* FRAGMENTO DEL DOCUMENTO:
__________________________________________________
Relato familiar
El 5 de octubre de 1950 ocurrió el
conocido como terremoto de Nicoya. Esperaba encontrar hoy en la prensa
escrita una mención a la fecha, que es también la del cumpleaños de mi padre.
Ese día estaba él como maestro rural
unidocente en la península, en El Encanto de Jicaral de Puntarenas. Desde
siempre que se hablaba de temblores en mi casa, mi padre hacía mención de aquel
evento.
Más recientemente, contaba que los
niños corrieron hacia donde él, se le arrimaron como en racimo a su alrededor,
presas del miedo.
En enero del 2018 fuimos a conocer
aquellos parajes, de los que tantas veces había hablado.
Habíamos llegado desde Paquera,
donde estuvimos un buen rato, y por un camino en mal estado que, por cierto, al
poco tiempo el MOPT empezó a reparar, a Playa Naranjo y Jicaral.
__________________________________________________
* DATOS EXTRAÍDOS:

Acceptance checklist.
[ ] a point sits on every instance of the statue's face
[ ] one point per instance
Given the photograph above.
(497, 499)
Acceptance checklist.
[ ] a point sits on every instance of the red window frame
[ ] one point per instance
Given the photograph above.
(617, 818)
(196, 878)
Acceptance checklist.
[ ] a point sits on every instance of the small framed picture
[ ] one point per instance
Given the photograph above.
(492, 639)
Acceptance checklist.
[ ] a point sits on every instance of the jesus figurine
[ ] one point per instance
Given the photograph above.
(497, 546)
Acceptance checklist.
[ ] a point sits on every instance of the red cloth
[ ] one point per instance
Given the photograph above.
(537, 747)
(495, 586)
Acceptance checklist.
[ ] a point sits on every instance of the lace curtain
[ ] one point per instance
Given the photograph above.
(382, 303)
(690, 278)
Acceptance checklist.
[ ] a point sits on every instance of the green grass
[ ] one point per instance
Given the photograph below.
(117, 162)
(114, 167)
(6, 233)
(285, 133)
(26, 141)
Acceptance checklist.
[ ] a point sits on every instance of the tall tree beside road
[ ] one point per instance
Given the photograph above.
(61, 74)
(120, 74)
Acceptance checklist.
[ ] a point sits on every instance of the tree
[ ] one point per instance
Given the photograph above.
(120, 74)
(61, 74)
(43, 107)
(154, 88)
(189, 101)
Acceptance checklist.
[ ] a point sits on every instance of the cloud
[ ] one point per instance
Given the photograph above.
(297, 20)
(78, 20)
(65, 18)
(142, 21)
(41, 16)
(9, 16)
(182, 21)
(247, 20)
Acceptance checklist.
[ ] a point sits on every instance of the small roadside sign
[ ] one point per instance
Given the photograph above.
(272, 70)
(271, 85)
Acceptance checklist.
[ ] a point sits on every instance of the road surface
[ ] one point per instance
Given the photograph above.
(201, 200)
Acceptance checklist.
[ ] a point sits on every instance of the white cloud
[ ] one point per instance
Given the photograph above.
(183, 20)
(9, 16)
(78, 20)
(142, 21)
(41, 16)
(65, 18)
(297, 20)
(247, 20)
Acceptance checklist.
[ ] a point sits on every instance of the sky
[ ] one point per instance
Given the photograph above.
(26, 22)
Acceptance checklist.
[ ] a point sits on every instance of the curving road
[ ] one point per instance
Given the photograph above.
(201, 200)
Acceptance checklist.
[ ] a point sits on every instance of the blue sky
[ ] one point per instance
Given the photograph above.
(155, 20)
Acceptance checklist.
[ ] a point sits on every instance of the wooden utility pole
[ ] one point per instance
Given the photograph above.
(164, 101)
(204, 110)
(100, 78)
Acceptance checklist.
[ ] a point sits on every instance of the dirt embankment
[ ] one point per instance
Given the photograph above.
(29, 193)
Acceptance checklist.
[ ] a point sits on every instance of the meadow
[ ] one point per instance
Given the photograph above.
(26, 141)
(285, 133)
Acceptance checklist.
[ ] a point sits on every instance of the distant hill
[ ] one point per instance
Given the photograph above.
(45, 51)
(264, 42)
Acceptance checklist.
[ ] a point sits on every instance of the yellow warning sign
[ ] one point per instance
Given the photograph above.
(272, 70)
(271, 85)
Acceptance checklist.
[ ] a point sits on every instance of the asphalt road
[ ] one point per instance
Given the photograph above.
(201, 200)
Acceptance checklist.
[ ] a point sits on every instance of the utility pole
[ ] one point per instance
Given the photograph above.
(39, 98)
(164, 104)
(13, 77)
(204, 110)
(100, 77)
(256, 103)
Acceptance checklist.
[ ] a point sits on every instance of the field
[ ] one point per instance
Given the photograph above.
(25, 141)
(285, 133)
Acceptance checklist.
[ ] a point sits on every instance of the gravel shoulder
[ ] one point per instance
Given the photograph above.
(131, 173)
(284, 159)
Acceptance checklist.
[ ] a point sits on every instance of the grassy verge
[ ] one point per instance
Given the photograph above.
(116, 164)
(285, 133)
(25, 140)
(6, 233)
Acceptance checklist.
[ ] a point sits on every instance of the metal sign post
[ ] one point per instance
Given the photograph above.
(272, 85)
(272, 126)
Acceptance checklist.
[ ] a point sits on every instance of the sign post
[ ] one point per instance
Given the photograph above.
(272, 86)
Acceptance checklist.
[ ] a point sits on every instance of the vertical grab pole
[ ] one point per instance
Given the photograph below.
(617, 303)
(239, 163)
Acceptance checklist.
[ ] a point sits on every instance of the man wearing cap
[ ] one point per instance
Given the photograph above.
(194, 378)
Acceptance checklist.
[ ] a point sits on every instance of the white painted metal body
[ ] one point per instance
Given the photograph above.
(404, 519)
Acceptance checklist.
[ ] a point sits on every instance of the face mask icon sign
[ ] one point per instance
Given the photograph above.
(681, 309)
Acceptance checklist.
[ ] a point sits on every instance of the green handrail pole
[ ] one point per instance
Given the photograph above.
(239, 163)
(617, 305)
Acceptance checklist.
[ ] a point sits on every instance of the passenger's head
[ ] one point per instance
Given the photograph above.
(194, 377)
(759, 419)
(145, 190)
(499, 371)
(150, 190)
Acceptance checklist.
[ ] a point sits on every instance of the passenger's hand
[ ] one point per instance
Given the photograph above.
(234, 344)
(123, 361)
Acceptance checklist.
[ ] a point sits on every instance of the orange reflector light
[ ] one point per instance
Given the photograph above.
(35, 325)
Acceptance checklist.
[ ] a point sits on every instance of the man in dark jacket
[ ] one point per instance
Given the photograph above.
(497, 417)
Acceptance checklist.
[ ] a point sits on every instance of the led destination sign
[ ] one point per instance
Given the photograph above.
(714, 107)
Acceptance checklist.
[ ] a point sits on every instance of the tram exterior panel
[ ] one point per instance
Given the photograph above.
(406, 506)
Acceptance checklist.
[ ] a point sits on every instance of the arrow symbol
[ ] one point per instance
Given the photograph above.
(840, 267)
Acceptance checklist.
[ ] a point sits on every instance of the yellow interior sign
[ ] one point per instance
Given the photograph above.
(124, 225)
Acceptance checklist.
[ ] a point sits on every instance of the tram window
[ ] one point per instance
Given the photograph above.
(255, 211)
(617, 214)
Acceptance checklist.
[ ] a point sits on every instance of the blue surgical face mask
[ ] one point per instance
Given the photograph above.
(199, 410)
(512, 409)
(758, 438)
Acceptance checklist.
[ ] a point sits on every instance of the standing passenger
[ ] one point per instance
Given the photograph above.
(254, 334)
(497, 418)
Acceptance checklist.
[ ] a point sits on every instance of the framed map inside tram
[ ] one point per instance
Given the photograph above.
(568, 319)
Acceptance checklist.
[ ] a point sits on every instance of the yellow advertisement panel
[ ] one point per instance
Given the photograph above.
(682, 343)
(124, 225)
__________________________________________________
Según el relato sobre el terremoto de Nicoya, ¿en qué lugar se encontraba el padre como maestro rural unidocente el día del sismo? Las entradas no guardan relación alguna con el relato.

En El Encanto de Jicaral de Puntarenas, en la península.